DATA LISTING Block Start

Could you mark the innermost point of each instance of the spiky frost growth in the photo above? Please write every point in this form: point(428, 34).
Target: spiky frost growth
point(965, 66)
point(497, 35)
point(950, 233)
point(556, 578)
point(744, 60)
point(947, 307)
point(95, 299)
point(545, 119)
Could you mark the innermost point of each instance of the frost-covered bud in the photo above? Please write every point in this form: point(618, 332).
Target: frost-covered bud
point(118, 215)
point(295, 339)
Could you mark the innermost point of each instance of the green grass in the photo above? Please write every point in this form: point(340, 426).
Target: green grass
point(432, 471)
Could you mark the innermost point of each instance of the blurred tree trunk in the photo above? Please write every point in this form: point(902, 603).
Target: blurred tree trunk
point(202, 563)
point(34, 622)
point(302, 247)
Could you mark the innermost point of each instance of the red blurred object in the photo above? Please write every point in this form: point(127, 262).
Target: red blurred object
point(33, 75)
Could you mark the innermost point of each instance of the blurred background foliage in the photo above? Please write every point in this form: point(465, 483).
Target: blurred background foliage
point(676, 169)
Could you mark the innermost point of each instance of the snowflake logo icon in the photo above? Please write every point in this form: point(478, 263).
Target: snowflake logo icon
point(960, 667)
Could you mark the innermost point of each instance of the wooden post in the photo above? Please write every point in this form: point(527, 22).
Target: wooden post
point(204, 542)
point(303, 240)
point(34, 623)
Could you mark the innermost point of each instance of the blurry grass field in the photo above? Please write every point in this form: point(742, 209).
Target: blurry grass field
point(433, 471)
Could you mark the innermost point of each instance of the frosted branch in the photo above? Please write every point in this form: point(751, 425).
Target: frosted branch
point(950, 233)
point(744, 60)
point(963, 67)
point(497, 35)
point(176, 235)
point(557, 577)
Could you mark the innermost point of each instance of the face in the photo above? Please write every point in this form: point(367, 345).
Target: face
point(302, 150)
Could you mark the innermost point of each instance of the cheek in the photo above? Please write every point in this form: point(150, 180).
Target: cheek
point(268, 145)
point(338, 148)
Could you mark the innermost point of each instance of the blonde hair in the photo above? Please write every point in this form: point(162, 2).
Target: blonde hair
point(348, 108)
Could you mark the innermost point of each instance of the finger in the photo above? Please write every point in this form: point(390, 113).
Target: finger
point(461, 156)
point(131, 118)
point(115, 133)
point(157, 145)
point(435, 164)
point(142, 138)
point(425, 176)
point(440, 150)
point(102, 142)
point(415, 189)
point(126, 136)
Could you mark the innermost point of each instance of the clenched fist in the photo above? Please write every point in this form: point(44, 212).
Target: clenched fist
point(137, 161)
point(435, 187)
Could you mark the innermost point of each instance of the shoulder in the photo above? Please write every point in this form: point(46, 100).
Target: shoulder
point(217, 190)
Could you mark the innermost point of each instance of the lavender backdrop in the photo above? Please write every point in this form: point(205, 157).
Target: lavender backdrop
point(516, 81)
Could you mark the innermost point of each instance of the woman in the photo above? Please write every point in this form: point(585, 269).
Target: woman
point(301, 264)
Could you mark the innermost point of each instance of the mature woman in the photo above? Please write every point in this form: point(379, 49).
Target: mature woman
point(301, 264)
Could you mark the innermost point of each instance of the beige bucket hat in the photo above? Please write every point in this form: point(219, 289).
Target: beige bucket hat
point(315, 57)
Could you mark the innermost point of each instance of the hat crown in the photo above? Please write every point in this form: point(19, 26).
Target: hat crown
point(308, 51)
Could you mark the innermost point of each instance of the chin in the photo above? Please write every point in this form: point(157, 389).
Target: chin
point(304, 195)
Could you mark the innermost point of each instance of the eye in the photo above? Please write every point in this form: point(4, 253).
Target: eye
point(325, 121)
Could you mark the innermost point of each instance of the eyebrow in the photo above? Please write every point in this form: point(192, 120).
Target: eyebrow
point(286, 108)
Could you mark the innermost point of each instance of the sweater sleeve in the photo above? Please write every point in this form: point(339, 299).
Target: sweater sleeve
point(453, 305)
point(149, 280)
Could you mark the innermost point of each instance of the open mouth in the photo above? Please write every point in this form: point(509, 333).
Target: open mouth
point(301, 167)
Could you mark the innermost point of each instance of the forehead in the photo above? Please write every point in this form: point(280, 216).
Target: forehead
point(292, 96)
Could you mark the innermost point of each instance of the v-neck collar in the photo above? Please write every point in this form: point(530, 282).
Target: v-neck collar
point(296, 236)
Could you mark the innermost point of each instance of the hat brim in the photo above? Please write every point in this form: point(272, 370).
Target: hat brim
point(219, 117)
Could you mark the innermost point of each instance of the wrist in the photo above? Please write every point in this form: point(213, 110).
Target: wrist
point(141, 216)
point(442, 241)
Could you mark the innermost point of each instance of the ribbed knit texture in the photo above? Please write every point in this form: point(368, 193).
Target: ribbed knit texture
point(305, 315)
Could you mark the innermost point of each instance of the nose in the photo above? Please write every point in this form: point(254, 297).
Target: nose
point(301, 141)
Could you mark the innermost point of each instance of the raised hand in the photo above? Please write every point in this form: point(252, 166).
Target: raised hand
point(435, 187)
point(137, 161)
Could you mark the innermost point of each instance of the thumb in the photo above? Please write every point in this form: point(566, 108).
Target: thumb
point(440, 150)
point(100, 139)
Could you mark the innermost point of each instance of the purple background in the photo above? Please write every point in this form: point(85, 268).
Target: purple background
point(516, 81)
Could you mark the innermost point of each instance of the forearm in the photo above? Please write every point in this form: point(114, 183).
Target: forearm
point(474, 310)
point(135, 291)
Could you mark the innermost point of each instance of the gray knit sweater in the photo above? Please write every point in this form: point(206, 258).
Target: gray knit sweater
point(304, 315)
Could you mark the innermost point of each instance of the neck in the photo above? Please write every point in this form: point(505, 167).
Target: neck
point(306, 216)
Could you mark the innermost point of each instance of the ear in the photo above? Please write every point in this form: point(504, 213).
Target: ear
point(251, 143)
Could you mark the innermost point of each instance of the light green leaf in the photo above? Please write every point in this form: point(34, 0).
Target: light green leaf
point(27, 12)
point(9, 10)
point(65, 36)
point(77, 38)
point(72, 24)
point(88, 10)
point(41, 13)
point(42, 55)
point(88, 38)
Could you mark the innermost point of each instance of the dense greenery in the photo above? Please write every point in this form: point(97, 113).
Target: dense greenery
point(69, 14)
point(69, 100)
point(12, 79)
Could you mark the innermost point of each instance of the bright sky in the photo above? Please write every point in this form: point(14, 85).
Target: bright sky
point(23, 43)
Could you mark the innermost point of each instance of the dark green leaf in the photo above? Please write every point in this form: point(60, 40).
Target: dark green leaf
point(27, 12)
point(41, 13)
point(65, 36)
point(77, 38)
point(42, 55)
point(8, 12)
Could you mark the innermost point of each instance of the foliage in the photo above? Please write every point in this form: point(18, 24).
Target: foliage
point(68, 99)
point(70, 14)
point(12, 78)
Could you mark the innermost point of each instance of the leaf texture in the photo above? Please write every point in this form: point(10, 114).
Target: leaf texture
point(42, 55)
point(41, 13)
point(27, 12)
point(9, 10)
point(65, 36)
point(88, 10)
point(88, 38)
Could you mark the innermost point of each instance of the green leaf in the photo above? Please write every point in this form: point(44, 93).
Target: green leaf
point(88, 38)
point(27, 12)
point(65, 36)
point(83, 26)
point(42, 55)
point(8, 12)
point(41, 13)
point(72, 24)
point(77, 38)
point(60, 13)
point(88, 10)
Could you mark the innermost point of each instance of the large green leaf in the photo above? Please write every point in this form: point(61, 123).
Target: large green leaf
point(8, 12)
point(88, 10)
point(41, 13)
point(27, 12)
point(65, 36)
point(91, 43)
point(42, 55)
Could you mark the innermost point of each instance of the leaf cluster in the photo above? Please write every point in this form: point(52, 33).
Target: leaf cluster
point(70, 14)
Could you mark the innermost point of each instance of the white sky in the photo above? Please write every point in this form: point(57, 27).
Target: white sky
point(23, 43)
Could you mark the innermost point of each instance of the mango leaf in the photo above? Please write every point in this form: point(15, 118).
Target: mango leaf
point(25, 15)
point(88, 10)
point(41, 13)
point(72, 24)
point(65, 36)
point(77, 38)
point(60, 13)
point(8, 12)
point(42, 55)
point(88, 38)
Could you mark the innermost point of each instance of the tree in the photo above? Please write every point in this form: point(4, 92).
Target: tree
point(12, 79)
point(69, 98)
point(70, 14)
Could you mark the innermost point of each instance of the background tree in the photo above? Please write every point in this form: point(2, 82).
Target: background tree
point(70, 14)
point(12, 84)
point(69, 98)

DATA LISTING Block End

The expected answer is an exact copy of the lines above, beginning at the line with "form: point(379, 49)." and ending at the line with "form: point(530, 282).", with both ends in.

EXERCISE SOLUTION:
Could you mark the innermost point of each instance of the mature woman in the photo above? Please write every point in this form: point(379, 49).
Target: mature woman
point(301, 264)
Could you mark the innermost point of each instance of the beige bucket hat in the photo above? Please write every point in this form: point(219, 289).
Target: beige bucket hat
point(315, 57)
Could you mark the innermost point of each instance of the hat crown in the photo above? Please write every point in this form: point(19, 26).
Target: hat crown
point(308, 51)
Could you mark the innermost point of each instance of the chin in the photo above? Please write every point in this form: point(157, 389).
Target: chin
point(304, 195)
Could you mark the innermost point of each instance of the eye in the photo above? Please write every point in this form: point(4, 253).
Target: eye
point(325, 121)
Could you mark the innermost point of each instance of the eyebrow in the photo above? Please write every point in this form: point(192, 120).
Target: eyebrow
point(286, 108)
Could you mark the innermost point of each instance of the sweater sleeve in the photo above? Please write every point in this form: point(339, 299).
Target: sweater sleeve
point(453, 305)
point(149, 280)
Could you mark the innermost point of each instance of the open mouth in the photo above? Please write every point in this form: point(509, 333).
Target: open mouth
point(301, 167)
Could you mark the innermost point of each instance of the forehead in the photo above? Please write every point in this form: point(280, 216).
Target: forehead
point(292, 96)
Could you mark the innermost point of each instance of the v-neck collar in the photo above? Please write every point in this form: point(530, 282).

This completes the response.